__EXERCISE TASK__.
Duplicate the lines of the records below from the line containing "for the park" through the line containing "for the distant", including both of those lines.

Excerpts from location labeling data
<<<<
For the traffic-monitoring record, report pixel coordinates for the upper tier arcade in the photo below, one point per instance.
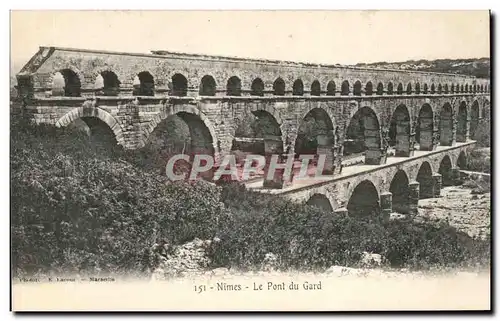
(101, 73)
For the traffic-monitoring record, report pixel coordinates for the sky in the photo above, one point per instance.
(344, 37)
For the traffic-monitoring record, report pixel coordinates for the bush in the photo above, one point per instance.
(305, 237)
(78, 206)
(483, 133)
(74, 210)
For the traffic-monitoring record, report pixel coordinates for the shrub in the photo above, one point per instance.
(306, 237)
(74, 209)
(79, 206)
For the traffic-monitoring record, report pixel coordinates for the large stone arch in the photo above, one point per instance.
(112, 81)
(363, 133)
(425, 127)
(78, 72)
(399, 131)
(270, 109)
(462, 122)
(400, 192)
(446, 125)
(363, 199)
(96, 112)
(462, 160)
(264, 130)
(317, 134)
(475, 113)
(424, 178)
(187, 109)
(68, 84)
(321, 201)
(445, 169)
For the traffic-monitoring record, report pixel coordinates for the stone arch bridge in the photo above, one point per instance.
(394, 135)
>>>>
<<<<
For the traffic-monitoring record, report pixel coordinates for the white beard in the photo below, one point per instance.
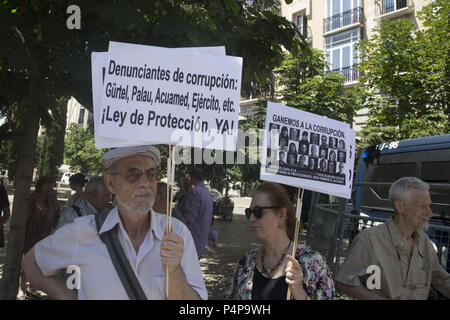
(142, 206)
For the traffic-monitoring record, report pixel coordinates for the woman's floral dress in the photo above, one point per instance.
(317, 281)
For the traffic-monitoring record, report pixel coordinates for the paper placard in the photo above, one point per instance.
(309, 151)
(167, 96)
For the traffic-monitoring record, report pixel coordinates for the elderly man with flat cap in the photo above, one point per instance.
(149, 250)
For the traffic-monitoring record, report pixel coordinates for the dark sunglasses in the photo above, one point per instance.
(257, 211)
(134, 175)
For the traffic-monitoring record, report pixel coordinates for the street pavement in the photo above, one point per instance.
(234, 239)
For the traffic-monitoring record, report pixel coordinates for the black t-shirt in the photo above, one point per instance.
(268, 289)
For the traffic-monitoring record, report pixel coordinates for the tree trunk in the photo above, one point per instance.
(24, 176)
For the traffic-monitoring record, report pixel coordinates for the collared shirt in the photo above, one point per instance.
>>>>
<<<<
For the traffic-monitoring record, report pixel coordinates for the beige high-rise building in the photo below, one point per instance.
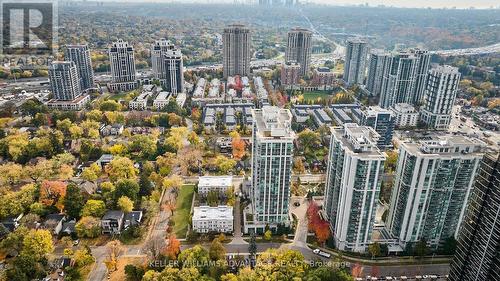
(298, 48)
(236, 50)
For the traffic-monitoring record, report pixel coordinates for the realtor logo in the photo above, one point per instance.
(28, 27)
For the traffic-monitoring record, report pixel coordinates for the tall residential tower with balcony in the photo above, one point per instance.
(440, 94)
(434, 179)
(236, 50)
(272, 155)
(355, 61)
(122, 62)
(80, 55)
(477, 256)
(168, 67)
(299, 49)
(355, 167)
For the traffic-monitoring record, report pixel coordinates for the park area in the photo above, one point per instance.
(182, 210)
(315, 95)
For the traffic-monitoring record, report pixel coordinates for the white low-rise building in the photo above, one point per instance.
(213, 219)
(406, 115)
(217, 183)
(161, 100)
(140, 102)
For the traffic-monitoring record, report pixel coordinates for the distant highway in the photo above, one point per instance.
>>>>
__SOLUTION FOR THIS EXERCISE__.
For the traffic-monitoring record, report pixel coordinates for the park area in the photo above, one point per instance.
(182, 210)
(315, 95)
For the traffic-monitoring record, report pixel coordinates for the white low-rise building in the photo above, one point per instance.
(213, 219)
(406, 115)
(217, 183)
(161, 100)
(140, 102)
For the traffic-monitoring record, report pixel coordinates for the distant highway in the photo above, one point per instance.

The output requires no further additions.